>> begin

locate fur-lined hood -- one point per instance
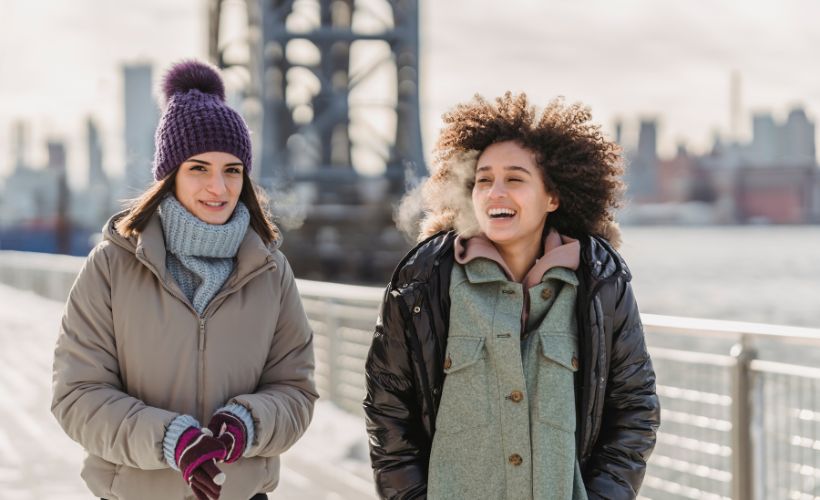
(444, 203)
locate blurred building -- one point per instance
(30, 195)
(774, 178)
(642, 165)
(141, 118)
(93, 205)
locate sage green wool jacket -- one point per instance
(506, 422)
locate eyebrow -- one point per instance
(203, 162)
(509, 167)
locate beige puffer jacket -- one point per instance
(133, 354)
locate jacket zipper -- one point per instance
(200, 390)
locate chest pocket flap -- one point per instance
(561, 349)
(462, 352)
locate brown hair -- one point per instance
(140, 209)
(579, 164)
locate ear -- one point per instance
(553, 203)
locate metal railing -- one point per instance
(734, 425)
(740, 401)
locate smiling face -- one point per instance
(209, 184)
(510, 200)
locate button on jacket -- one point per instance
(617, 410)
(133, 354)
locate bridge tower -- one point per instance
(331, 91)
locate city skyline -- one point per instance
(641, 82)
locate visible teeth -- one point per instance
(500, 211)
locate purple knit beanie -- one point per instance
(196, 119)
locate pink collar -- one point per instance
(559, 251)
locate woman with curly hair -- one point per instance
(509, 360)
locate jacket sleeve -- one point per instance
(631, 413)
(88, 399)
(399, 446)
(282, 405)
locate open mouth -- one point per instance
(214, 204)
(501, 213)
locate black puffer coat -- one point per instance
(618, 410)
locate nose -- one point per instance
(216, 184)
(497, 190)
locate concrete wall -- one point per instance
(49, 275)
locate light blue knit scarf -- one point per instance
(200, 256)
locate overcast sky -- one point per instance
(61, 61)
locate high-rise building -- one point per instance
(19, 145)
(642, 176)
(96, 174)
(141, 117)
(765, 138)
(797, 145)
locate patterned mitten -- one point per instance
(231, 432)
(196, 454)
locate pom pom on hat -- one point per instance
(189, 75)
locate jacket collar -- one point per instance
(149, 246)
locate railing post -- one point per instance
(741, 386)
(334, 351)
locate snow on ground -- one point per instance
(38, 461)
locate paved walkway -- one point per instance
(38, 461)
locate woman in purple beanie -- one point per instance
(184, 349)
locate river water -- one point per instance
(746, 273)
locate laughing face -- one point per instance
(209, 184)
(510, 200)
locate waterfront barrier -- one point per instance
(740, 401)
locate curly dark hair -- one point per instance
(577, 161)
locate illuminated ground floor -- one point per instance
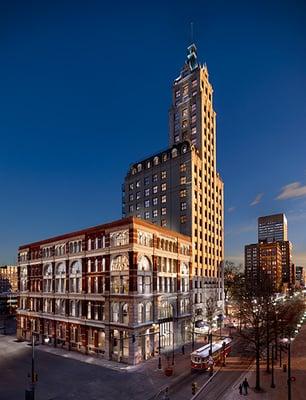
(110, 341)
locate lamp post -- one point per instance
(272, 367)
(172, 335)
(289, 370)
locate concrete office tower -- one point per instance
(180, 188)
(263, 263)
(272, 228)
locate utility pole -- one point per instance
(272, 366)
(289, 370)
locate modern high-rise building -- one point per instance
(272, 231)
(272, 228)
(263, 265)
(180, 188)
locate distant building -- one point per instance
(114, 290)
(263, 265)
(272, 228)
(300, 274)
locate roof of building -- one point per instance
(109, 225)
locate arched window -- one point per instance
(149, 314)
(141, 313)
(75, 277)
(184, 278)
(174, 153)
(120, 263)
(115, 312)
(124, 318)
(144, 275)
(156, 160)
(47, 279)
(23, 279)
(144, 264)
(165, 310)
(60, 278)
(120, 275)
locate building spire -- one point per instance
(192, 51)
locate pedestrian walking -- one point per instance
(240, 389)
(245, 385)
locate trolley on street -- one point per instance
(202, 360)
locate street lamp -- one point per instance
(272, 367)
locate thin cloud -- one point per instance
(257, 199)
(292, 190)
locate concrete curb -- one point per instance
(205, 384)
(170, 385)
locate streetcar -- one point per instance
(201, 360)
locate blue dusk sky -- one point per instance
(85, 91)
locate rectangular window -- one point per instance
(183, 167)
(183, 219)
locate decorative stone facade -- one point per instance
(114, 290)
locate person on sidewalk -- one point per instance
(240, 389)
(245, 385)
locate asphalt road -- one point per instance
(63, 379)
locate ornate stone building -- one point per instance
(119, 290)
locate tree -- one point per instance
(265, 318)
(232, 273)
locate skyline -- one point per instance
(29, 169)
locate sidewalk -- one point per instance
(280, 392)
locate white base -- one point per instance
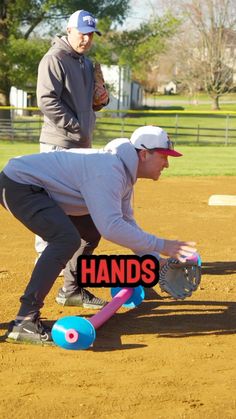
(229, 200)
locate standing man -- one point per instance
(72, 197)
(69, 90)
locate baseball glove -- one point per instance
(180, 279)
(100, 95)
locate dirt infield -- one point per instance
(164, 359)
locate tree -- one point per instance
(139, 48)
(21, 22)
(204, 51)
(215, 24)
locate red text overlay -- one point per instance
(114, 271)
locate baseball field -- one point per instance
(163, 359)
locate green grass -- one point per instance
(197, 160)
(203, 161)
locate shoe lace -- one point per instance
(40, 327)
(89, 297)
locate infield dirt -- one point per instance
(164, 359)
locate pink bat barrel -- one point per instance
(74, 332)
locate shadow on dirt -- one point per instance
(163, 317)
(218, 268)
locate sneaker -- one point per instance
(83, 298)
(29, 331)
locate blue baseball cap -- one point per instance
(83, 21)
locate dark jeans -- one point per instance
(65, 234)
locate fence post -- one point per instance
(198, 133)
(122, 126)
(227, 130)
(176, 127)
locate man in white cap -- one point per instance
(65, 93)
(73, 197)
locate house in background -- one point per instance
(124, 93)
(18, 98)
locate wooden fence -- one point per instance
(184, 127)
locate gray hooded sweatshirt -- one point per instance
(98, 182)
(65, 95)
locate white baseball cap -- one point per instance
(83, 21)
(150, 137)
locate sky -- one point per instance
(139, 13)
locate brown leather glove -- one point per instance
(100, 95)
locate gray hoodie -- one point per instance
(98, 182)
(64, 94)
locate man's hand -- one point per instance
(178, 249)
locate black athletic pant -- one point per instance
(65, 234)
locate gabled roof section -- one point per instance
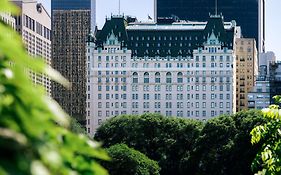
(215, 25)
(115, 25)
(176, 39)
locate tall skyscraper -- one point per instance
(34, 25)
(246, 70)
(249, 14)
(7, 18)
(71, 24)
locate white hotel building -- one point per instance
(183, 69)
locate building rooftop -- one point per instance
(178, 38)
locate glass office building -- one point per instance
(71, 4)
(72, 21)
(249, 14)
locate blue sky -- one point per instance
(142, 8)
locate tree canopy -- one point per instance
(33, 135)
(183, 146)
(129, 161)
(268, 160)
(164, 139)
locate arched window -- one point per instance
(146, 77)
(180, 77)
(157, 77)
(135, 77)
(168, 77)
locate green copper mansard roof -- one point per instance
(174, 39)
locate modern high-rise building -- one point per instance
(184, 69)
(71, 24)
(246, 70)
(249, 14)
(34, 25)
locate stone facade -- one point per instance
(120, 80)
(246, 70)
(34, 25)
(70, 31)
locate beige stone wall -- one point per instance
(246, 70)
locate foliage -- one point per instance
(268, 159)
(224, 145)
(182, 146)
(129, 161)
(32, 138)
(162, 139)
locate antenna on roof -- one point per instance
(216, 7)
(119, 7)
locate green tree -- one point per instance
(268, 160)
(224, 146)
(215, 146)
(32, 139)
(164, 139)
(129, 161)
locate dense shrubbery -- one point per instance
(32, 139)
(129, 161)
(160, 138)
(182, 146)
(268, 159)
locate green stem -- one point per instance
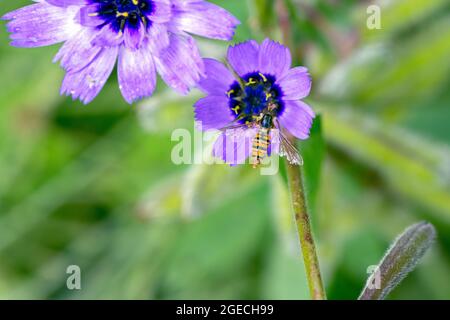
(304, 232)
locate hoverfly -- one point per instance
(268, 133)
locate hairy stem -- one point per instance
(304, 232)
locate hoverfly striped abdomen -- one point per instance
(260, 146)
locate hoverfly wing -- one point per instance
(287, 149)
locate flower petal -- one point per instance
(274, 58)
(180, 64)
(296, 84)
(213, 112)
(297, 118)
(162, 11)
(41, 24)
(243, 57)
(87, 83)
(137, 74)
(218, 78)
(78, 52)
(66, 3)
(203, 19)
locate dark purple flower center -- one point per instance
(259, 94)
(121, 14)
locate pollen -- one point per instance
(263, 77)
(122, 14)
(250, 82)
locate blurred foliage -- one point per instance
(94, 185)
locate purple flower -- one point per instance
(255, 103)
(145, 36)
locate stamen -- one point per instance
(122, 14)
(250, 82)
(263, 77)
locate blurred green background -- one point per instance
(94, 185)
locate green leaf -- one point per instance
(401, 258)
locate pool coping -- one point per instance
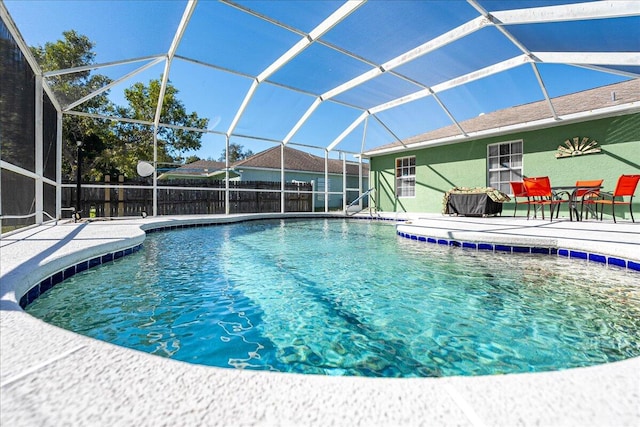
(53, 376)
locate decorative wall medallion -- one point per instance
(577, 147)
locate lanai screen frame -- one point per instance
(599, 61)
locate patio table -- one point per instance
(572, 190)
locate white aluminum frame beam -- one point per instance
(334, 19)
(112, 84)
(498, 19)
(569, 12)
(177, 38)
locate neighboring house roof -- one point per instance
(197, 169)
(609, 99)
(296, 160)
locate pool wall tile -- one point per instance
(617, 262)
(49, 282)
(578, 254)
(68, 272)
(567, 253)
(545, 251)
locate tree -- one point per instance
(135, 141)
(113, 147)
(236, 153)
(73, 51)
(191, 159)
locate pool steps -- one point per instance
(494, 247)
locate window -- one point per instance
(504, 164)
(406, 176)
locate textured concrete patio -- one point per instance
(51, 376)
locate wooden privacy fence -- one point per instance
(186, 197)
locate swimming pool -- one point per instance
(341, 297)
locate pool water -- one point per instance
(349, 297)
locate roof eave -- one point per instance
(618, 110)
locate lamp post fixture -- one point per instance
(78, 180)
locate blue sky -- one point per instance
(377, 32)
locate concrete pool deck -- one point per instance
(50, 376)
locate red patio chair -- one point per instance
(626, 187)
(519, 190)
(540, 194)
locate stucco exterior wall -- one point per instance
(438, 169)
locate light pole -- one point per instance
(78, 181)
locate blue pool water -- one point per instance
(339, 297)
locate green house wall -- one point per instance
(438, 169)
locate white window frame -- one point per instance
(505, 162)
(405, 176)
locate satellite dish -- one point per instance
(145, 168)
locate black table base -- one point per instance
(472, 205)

>> end
>> begin

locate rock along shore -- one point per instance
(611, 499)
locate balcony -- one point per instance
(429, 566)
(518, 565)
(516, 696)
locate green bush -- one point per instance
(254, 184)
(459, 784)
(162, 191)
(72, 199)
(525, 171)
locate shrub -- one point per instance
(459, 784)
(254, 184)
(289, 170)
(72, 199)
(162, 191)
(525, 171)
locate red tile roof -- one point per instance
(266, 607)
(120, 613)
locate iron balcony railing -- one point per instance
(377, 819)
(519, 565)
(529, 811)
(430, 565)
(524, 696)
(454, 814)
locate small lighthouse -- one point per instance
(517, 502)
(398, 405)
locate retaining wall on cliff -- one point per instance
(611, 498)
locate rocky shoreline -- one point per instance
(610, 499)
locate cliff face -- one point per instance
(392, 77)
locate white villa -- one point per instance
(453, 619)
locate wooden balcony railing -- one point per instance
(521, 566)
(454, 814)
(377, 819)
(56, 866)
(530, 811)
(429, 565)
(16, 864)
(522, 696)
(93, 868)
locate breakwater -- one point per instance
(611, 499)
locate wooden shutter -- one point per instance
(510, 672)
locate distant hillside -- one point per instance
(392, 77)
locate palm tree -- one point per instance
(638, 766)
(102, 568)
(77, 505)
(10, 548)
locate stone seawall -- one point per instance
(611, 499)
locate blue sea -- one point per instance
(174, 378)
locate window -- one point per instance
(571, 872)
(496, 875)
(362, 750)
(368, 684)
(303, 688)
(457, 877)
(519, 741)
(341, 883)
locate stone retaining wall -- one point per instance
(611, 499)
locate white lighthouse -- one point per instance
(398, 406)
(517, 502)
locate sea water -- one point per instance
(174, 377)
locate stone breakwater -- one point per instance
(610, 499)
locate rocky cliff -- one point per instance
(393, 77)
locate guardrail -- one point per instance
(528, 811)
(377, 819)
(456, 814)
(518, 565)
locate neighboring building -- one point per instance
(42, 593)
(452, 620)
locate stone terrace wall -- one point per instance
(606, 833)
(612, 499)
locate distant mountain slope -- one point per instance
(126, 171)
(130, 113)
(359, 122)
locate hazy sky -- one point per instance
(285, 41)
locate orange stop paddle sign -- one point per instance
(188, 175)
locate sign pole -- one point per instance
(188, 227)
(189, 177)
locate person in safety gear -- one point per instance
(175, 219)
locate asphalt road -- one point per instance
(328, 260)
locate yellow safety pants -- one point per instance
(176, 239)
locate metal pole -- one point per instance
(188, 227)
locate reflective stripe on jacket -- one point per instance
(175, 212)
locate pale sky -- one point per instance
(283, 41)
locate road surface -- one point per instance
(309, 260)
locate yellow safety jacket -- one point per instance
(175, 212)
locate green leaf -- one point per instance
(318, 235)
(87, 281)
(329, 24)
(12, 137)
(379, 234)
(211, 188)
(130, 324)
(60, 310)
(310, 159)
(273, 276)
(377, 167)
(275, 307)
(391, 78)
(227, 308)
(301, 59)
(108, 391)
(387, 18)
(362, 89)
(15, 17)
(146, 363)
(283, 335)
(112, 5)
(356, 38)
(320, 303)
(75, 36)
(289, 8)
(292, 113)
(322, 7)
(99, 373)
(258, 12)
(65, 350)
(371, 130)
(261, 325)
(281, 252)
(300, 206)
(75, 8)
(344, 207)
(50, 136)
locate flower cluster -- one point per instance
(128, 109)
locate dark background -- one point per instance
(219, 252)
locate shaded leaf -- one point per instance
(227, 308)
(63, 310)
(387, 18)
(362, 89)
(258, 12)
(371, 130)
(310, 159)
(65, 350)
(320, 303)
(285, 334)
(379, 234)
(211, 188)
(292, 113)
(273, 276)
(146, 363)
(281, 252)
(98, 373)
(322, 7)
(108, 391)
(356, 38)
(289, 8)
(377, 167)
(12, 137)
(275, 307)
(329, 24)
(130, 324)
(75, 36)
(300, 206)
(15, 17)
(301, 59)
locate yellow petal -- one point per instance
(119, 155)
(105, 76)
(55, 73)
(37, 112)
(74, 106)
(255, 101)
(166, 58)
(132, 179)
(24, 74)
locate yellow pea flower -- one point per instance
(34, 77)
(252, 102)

>> end

Stated goal: Please report, copied in full, every line of the rows above that contains the word "woman". Case counts.

Final result:
locate woman with curly hair -- one point per instance
locate woman in purple beanie -- one point per instance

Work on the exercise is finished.